→ Reading passage:
——
At ITU Telecom World in Hong Kong, Ericsson officials lay plans for mainland dominance

December 5, 2006

4 Min Read
Chinese Roulette

Planning for the advent of 3G networks in the world's largest mobile device market, the world's No. 1 wireless infrastructure vendor has forged key strategic partnerships and expects to be the dominant player in China, according to top officials from Ericsson AB (Nasdaq: ERIC).

"We aim to continuously consolidate and grow our leadership in China by strengthening our local organization and elevating local competence," Mats H Olsson, president of Ericsson Greater China, told reporters at the ITU Telecom World 2006 show in Hong Kong on Monday.

Ericsson's grand strategy for the burgeoning Chinese market is symbolized by the new Ericsson Tower, under construction in downtown Beijing and expected to open next month.

Western wireless vendors, who have for several years awaited the awarding of 3G operator licenses in China, have been busy forging partnerships that largely, for now, remain handshakes only. Hopes that officials of the People's Republic would make the highly anticipated 3G announcements at the ITU convention this week have so far been dashed. This is the first time that Telecom World, billed as the largest global gathering of the telecommunications industry, has been held in Asia.

So far, despite predictions that the PRC government needs to award licenses by early next year in order to have time to establish functioning 3G networks for the Beijing Olympics in August 2008, there has been no official word on when the licenses will be officially distributed.
——
→ Stated task 1:
Answer these questions from the article on Ericsson in China.
(a) Who is the president of Ericsson Greater China?
(b) Where is the new Ericsson Tower being built?
(c) When are the Beijing Olympics?
The rows that follow are unrelated to the article on Ericsson in China.
——
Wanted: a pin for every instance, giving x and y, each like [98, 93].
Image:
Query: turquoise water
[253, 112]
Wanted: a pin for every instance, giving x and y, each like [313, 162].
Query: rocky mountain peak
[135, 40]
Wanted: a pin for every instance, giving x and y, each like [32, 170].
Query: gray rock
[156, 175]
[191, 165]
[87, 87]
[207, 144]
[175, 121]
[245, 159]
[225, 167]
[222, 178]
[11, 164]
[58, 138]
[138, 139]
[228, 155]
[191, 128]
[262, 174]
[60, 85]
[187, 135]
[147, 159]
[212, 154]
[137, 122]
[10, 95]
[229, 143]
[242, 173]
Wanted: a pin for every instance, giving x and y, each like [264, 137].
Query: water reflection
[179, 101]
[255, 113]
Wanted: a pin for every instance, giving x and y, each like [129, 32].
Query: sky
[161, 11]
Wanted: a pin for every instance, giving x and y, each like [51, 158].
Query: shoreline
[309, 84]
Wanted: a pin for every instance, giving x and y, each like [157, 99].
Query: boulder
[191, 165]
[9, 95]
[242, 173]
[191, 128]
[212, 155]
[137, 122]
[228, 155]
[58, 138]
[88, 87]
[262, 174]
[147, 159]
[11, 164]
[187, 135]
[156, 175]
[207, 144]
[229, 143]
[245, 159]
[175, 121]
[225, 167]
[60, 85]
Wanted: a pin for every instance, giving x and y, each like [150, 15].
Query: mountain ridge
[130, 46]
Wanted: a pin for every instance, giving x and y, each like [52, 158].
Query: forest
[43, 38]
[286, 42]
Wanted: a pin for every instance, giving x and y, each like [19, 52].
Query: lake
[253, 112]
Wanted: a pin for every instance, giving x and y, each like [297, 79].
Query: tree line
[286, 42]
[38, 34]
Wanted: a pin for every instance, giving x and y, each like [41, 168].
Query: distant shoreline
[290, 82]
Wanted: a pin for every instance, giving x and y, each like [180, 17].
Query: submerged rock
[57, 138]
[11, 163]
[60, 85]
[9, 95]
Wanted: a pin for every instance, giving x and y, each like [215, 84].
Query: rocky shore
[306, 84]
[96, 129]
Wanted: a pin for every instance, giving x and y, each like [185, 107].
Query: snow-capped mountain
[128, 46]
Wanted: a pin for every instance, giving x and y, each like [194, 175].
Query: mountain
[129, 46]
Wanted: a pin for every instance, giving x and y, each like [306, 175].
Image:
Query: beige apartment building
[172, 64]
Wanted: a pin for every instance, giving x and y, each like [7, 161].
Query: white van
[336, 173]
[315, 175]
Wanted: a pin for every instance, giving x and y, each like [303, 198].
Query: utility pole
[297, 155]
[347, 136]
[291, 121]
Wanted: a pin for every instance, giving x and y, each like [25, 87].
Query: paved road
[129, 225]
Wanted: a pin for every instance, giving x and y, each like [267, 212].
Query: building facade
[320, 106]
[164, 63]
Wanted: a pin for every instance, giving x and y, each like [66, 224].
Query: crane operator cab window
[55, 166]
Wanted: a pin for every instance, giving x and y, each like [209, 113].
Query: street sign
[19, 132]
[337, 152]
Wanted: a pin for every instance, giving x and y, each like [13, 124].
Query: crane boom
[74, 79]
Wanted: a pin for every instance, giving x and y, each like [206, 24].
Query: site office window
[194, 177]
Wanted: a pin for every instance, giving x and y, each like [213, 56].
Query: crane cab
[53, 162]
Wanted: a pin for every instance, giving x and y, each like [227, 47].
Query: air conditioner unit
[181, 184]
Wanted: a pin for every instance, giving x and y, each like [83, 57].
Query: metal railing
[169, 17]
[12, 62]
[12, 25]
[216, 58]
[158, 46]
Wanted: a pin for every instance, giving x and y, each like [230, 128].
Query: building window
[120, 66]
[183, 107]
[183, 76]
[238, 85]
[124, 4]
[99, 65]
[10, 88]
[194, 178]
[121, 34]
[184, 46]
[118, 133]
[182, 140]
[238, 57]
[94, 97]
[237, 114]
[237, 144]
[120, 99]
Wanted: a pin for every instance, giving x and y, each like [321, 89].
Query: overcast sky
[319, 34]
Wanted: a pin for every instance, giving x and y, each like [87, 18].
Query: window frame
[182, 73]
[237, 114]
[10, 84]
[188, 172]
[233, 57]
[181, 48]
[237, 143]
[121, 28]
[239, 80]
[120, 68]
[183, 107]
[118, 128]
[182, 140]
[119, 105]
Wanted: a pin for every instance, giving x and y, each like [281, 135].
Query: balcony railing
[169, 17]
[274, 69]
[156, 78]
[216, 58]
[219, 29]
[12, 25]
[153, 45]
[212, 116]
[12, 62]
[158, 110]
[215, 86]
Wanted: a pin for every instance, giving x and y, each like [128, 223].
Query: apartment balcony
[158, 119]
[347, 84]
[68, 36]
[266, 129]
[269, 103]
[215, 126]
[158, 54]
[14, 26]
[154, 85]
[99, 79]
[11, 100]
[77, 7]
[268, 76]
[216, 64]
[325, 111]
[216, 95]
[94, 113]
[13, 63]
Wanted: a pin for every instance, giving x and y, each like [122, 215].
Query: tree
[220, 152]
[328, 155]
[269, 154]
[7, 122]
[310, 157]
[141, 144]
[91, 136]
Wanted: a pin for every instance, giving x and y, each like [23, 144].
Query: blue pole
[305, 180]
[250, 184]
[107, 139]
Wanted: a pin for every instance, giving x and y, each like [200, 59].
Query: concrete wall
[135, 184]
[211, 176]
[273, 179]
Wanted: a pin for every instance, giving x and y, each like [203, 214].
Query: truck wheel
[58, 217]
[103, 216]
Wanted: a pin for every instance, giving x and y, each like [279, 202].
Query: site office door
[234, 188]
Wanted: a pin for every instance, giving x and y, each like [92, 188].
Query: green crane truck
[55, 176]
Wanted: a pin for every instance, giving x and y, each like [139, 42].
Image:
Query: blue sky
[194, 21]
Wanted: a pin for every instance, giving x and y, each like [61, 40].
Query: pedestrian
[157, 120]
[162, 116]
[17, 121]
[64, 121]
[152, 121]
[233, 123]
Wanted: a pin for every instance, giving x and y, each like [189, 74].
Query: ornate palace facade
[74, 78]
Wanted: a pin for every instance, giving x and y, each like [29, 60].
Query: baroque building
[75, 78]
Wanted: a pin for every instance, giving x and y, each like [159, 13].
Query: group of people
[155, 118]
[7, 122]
——
→ Stated task 2:
How many lines in the rows contain the string "rocky"? Case counts. Reply with the number only.

→ Correct response 1:
(a) Mats H Olsson
(b) Downtown Beijing
(c) August 2008

→ Correct response 2:
2